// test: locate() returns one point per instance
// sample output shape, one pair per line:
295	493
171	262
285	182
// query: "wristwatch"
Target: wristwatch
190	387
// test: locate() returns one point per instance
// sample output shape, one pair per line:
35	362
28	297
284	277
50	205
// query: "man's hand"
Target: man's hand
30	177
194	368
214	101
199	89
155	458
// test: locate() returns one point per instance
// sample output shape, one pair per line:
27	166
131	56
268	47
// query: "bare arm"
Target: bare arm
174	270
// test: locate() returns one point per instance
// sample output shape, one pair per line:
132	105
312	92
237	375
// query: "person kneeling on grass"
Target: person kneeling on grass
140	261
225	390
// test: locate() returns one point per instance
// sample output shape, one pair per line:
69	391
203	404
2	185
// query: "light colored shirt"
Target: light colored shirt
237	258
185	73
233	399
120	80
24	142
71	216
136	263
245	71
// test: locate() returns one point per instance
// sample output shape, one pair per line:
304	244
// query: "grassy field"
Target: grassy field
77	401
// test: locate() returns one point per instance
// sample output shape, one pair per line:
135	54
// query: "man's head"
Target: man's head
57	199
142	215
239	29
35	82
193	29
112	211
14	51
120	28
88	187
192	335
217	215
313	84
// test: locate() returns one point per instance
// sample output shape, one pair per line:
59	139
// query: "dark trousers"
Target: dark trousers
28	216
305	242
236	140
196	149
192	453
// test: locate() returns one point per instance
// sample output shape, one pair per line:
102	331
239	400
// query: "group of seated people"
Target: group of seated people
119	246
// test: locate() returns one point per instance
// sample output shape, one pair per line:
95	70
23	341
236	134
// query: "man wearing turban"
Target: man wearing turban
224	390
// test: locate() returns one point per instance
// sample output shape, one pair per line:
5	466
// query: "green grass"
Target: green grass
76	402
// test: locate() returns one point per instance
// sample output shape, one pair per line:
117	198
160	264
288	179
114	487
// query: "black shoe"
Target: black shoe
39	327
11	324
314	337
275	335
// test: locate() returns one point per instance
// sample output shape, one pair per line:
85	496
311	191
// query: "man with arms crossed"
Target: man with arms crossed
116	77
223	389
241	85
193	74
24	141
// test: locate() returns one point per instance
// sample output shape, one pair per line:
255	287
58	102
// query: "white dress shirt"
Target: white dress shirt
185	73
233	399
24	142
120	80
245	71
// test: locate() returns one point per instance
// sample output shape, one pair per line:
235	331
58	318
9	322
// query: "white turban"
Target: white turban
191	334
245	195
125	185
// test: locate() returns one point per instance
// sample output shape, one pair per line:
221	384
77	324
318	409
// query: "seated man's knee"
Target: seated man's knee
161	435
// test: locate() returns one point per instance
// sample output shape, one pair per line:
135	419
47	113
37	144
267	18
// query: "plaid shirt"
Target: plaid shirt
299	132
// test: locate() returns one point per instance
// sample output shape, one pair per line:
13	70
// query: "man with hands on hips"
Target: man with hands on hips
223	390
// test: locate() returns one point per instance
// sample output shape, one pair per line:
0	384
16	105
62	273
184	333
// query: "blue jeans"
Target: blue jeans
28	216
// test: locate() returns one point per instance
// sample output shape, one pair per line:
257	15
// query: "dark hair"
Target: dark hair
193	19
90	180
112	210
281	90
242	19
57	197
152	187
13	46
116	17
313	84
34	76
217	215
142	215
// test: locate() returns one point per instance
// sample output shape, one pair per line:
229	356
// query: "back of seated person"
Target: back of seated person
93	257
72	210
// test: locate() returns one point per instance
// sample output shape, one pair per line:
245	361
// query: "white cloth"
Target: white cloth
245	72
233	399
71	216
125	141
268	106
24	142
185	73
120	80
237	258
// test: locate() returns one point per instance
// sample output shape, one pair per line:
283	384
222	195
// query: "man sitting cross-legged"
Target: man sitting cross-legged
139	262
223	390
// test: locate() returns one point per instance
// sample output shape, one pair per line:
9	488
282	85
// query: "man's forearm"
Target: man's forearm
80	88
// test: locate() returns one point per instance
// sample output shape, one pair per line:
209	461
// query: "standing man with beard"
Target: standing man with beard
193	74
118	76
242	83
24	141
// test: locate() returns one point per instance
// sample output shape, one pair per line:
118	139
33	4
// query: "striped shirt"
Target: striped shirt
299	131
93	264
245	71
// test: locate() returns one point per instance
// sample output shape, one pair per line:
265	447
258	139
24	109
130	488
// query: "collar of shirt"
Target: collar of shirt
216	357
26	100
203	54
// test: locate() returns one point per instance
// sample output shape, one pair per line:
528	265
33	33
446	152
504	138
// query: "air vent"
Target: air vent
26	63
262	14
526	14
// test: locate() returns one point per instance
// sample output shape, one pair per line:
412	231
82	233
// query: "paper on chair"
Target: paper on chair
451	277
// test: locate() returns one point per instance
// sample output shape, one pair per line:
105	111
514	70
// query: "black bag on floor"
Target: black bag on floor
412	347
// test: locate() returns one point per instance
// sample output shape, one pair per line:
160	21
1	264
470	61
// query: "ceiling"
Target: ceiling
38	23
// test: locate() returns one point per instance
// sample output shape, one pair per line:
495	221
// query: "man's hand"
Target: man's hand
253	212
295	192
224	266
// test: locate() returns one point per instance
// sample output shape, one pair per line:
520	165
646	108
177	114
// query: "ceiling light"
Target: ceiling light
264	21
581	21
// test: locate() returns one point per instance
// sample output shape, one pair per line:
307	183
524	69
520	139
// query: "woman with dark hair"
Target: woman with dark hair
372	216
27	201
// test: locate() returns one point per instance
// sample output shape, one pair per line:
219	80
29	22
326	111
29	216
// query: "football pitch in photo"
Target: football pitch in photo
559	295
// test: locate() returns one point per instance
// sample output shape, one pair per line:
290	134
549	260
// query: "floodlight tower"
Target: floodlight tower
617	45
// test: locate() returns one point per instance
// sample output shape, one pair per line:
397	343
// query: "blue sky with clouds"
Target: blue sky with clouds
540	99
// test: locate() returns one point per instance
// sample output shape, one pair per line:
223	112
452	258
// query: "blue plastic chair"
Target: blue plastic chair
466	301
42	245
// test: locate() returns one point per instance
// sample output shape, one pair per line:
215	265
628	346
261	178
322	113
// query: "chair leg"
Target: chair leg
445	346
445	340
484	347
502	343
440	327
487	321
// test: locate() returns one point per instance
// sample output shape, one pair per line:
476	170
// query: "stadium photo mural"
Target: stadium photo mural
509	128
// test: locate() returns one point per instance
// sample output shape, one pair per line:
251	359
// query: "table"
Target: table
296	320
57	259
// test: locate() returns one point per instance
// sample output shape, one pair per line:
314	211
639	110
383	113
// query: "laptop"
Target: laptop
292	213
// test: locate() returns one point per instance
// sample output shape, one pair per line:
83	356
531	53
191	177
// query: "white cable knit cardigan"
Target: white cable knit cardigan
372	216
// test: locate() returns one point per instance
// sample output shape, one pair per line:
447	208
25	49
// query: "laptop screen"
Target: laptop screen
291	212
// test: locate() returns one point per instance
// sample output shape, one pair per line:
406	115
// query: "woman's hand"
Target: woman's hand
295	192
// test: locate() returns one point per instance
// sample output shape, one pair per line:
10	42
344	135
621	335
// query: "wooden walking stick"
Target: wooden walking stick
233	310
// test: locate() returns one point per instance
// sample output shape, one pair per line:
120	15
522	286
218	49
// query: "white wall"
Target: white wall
------------------------------------------------
:: JOB ::
All of the lines above need to be given again exactly.

:: EXERCISE SOLUTION ::
// test: locate() returns one point per instance
// sample output shape, one pair per line:
295	493
171	262
285	182
// query: "wristwatch"
Target: wristwatch
190	387
// test: locate() returns one point per instance
// sample output shape, one pair per line:
35	362
28	297
284	277
50	205
// query: "man's hand"
Target: man's hand
30	177
194	368
214	101
199	89
155	458
// test: locate() returns one point per instance
// sample output shape, one pair per line:
27	166
131	56
268	47
// query: "bare arm"
Target: bare arm
174	270
// test: locate() returns one point per instance
// sample output shape, one pair per line:
132	105
312	92
237	375
// query: "person kneeling on grass"
Target: person kneeling on grass
140	261
225	390
// test: locate() returns one point per instance
// sample output shape, one pair per line:
69	391
203	404
2	185
// query: "light colored shirt"
Target: light colored shirt
237	258
185	73
233	399
120	80
24	142
71	216
136	263
245	71
// test: locate() returns one point per instance
// sample output shape, one pair per line:
304	244
// query: "grassy field"
Target: grassy field
77	401
// test: locate() returns one point per instance
// sample output shape, one pair per line:
135	54
// query: "man's head"
Target: man's head
57	199
142	215
239	29
35	82
193	29
112	211
14	51
120	28
88	187
192	335
217	215
313	84
// test: locate() returns one point per instance
// sample output shape, one pair per line:
59	139
// query: "dark trousers"
Target: dark trousers
28	216
305	242
236	140
196	149
192	453
// test: locate() returns one point per instance
// sample output shape, one pair per line:
102	331
239	400
// query: "group of seated people"
Target: group of seated people
119	246
// test: locate() returns one point per instance
// sample output shape, one pair per line:
95	70
23	341
236	134
// query: "man wearing turban"
Target: man wearing turban
224	390
// test: locate() returns one point per instance
// sample output shape, one pair per line:
5	466
// query: "green grass"
Target: green grass
76	402
// test: locate() returns one point per instance
// sample output shape, one pair per line:
117	198
160	264
288	179
114	487
// query: "black shoe"
Target: black shoe
39	327
11	324
314	337
275	335
// test: locate() returns one point per instance
// sample output shape, one pair per line:
85	496
311	191
// query: "man with arms crossed"
Target: man with arms crossed
116	77
223	389
241	85
193	74
24	141
// test: locate() returns one point per instance
// sample output shape, one pair per line:
255	287
58	102
// query: "white dress shirt"
Target: white dress shirt
185	73
233	399
24	142
120	80
245	71
// test: locate() returns one point per instance
// sample output shape, one pair per line:
235	331
58	318
9	322
// query: "white turban"
Target: white turban
191	334
245	195
125	185
// test: locate() returns one point per instance
// sample output shape, one pair per line:
221	384
77	324
318	409
// query: "seated man's knee"
Target: seated man's knee
161	435
// test: locate() returns one point per instance
// sample output shape, one pair per line:
135	419
47	113
37	144
267	18
// query: "plaid shirt"
Target: plaid shirt
299	132
// test: locate() returns one point per instance
// sample output shape, one pair per line:
13	70
// query: "man with hands on hips"
Target: man with hands on hips
223	390
// test: locate() returns one point per instance
// sample output shape, one pair per line:
0	384
16	105
62	273
184	333
// query: "blue jeans"
Target: blue jeans
28	216
// test: locate() returns one point per instance
// sample output shape, one pair per line:
257	15
// query: "dark hair"
Target: dark hair
193	19
90	180
112	210
281	90
242	19
57	197
152	187
13	46
116	17
313	84
34	76
217	215
142	215
// test: locate() returns one point per instance
// sample output shape, one pair per line:
229	356
// query: "back of seated person"
Target: back of seated person
93	257
72	210
// test: locate() returns one point per instance
// sample output shape, one pair per line:
245	361
// query: "white cloth"
Target: white cloth
245	72
233	399
71	216
125	141
268	106
24	142
185	73
120	80
237	258
// test: locate() returns one point per instance
// sample output shape, one pair per line:
283	384
222	195
// query: "man sitting cross-legged"
Target: man sitting cross-legged
139	262
223	390
// test: locate() returns one point per instance
// sample output shape, one pair per line:
9	488
282	85
// query: "man's forearm"
Target: man's forearm
80	88
// test: locate() returns one point per instance
// sample output shape, one pair per line:
209	461
// query: "standing man with beard"
Target: standing man with beard
193	74
118	76
242	83
24	141
// test: locate() returns one point per instance
// sample output shape, one pair per line:
118	139
33	4
// query: "striped shirt"
Target: striped shirt
299	131
93	264
245	71
// test: locate() returns one point per instance
// sample output shape, one pair per line:
265	447
258	139
24	109
130	488
// query: "collar of shirt"
Target: collar of shirt
216	357
26	100
203	54
// test: locate() returns one point per instance
// sample output shape, one pair per line:
528	265
33	33
446	152
504	138
// query: "air vent"
Target: air vent
26	63
262	14
526	14
// test: locate() returns one point per instance
// sample output shape, one pair per line:
412	231
82	233
// query: "paper on chair"
Target: paper on chair
451	277
// test: locate() returns one point per instance
// sample output shape, one pair per line:
105	111
514	70
// query: "black bag on floor"
Target: black bag on floor
412	347
// test: locate() returns one point per instance
// sample output shape, one pair per line:
160	21
1	264
470	61
// query: "ceiling"
Target: ceiling
38	23
// test: locate() returns one point per instance
// sample output shape, one pair per line:
495	221
// query: "man's hand"
Target: man's hand
253	212
295	192
224	266
// test: locate() returns one point per instance
// sample output shape, one pair per line:
520	165
646	108
177	114
// query: "ceiling light"
Target: ceiling light
264	21
581	21
// test: locate() returns one point per instance
// sample output shape, one pair per line:
307	183
524	69
520	139
// query: "woman with dark hair"
Target: woman with dark hair
372	216
27	201
// test: locate() returns one point per instance
// sample output shape, one pair per line:
219	80
29	22
326	111
29	216
// query: "football pitch in photo"
Target: football pitch in photo
559	295
// test: locate() returns one point per instance
// sample output shape, one pair per line:
290	134
549	260
// query: "floodlight tower"
Target: floodlight tower
617	45
// test: locate() returns one point per instance
// sample output shape, one pair per line:
397	343
// query: "blue sky with clouds"
Target: blue sky with clouds
540	99
// test: locate() returns one point per instance
// sample output shape, one pair per line:
223	112
452	258
// query: "blue plastic chair"
Target: blue plastic chair
466	301
42	245
// test: locate() returns one point per instance
// sample output shape, one pair per line:
215	265
628	346
261	178
322	113
// query: "chair leg"
Target: chair leg
445	346
445	340
484	347
502	343
440	327
487	321
// test: locate() returns one point per instance
// sample output shape, one pair per line:
476	170
// query: "stadium photo mural"
Target: stadium photo mural
509	128
// test: locate() returns one point per instance
// sample output shape, one pair per line:
251	359
// query: "table"
Target: table
296	320
57	259
// test: locate() returns one point per instance
// sample output shape, one pair per line:
314	211
639	110
383	113
// query: "laptop"
Target: laptop
292	213
// test: locate() returns one point per instance
// sample output shape, one pair per line:
83	356
531	53
191	177
// query: "white cable knit cardigan"
Target: white cable knit cardigan
372	216
// test: locate() returns one point per instance
// sample output shape, one pair per line:
447	208
25	49
// query: "laptop screen"
Target: laptop screen
291	212
// test: locate() returns one point per instance
// sample output shape, one pair per line:
406	115
// query: "woman's hand"
Target: woman's hand
295	192
// test: locate() returns one point per instance
// sample output shape, one pair per line:
10	42
344	135
621	335
// query: "wooden walking stick"
Target: wooden walking stick
233	310
// test: locate() returns one point per instance
// sample output shape, one pair per line:
120	15
522	286
218	49
// query: "white wall"
Target: white wall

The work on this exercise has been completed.